— START OF SELECTED PASSAGE —

I noticed about 3 weeks ago that I had a tire showing signs of cracking. I would have thought that the UV product that I was using wasn't working had it been on all 4 tires but it was only one. I deliberated for a while on what to do and then I found this post. I made the phone call this morning and within 10 minutes Nanco had 5 new tires on their way to me. I have a local trip planned for this weekend but the Nanco tires will not be here before then. My salesperson is trying to get authorization from the service manager to swap my defective tires for Duro tires that are on another TT on their lot. Would I be better off cancelling my trip and waiting on the new Nanco's or should I let the dealer swap the Duros?


----------



## tdvffjohn

If they are willing to swap rims and all for the weekend(or even just tires to your rims) do it, why ruin a good weekend of camping.


----------



## TNOutbacker

Well our dealer called back earlier and said that they would swap rims and tires with another TT until our new Nancos came in. Great move by the dealer and it reinforces my loyalty to them. I may have to pay them a visit to check out the new Kargoroo 5er. The problem now is it is supposed to rain all weekend. Thanks ERNESTO







I love camping in the rain but I'm not sure how thrilled my 3 kids will be.


----------



## wolfwood

TNOutbacker said:


> Well our dealer called back earlier and said that they would swap rims and tires with another TT until our new Nancos came in. Great move by the dealer and it reinforces my loyalty to them. I may have to pay them a visit to check out the new Kargoroo 5er. The problem now is it is supposed to rain all weekend. Thanks ERNESTO
> 
> 
> 
> 
> 
> 
> 
> I love camping in the rain but I'm not sure how thrilled my 3 kids will be.


GOOD FOR YOU!!! GOOD FOR YOUR DEALER!!! We were in the same place....ready to go on our 1st trip in 2 wks when we 1st found the problem Keystone actually replaced our tires (not TireCo) but couldn't get them to us in time. The dealer was willing swap tires for us off the lot...but ended up actually gettong Keystone's authorization to go out & buy tires locally. Funny how SOME dealers know how to keep customers happy and others just don't give a da**. Glad to hear you've got the former! (btw, it rained on our trip too - but hey - we had good tires!







)


----------



## h2oman

Wierd. I just checked mine out and they were bad. I check the pressure before every trip and never noticed it before but mine are bad too. Got mine in March of "05 and never saw it. I called NANCO today (or whatever they are called now) and they are sending me 5 new tires. That is customer service. I'm stoked.

— END OF SELECTED PASSAGE —

STATED TASK: Pick up the forum thread about cracked tires after its last post and keep it going.

— START OF SUPPLIED DATA —

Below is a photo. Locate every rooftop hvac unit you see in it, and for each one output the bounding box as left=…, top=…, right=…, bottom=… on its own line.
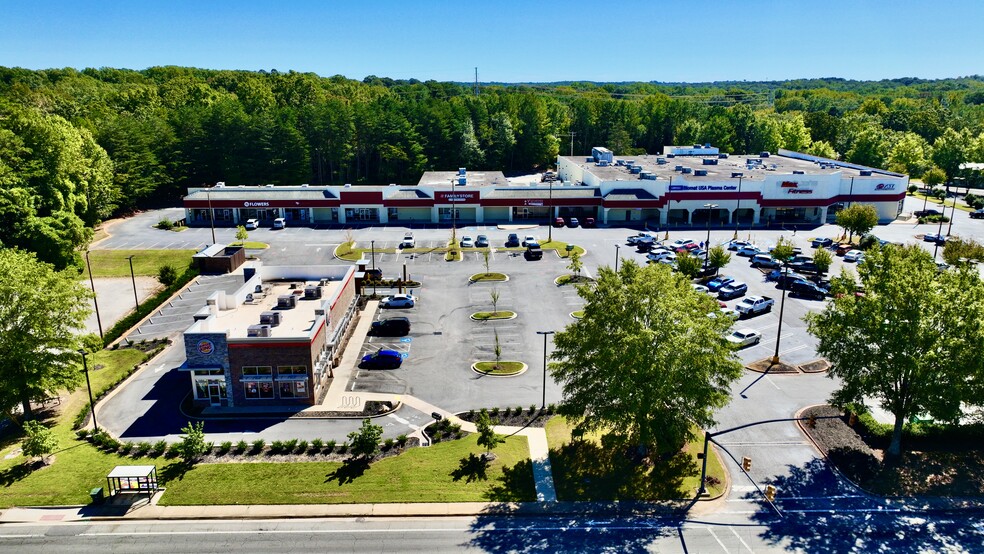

— END OF SUPPLIED DATA —

EXERCISE ANSWER:
John


----------



## wolfwood

h2oman said:


> Wierd. I just checked mine out and they were bad. I check the pressure before every trip and never noticed it before but mine are bad too. Got mine in March of "05 and never saw it. I called NANCO today (or whatever they are called now) and they are sending me 5 new tires. That is customer service. I'm stoked.
> 
> John


Well.... actually....its probably more like avoidance of a law suit. Either way, sounds like you were lucky that in time and with all your trips, you didn't have a major problem. Glad you're being taken care of!!!!

*....AND I STILL CAN'T BELIEVE THIS IS STILL A CURRENT TOPIC!!

PLEASE, EVERYONE, DO WOLFIE A FAVOR AND CHECK YOUR TIRES!!!!!*


----------



## bmxmom

Hi,

It probally is a good idea to keep this thread current as our 2007 Outback had Nanco. We had to change all four tires because of the dry rot (and we use our camper on average about 35-40 days a year) the day we were supposed to leave for our week long camping trip this past summer When we traded in the 2005 28 RSS for our 31RSDS we had the dealer put on new tires on as part of the deal because the unit had Nanco's on it.

Anne


----------



## tdvffjohn

kk5fe said:


> That is the number. Call Nanco direct. They will ask you for the DOT number on the sidewall of each tire. If they are part of the batch, they will send you 5 tires direct.
> 
> John


I agree so I bumped the number to call. Most of the problems were on 05 trailers but a simple phone call to relax the nerves is easy.


----------



## Pakeboy2

We have 5 new tires being shipped to us this Friday. Thanks for the info and phone #.


----------



## wolfwood

*STILL HAPPENING????????*

(I sure am glad ya'll have been able to get this take care of!!!!)


----------



## Dark Green Dmax

Got me 5 new tires coming next week! Question: was anybody able to keep there old cracked tires? They want my old ones back. I sure could had used 2 of them on the front of my farm tractor!


----------



## H2oSprayer

Dark Green Dmax said:


> Got me 5 new tires coming next week! Question: was anybody able to keep there old cracked tires? They want my old ones back. I sure could had used 2 of them on the front of my farm tractor!


Are they paying for the return shipping?


----------



## wolfwood

Dark Green Dmax said:


> Got me 5 new tires coming next week! Question: was anybody able to keep there old cracked tires? They want my old ones back. I sure could had used 2 of them on the front of my farm tractor!


Of those who had new tires sent to them (Dealer swapped mine out), I wouldn't be surprised if there were some may have forgotten that return ship part....







Yanno - what with Springtime and camping season and all now .... well, life just gets real busy. Ooooops!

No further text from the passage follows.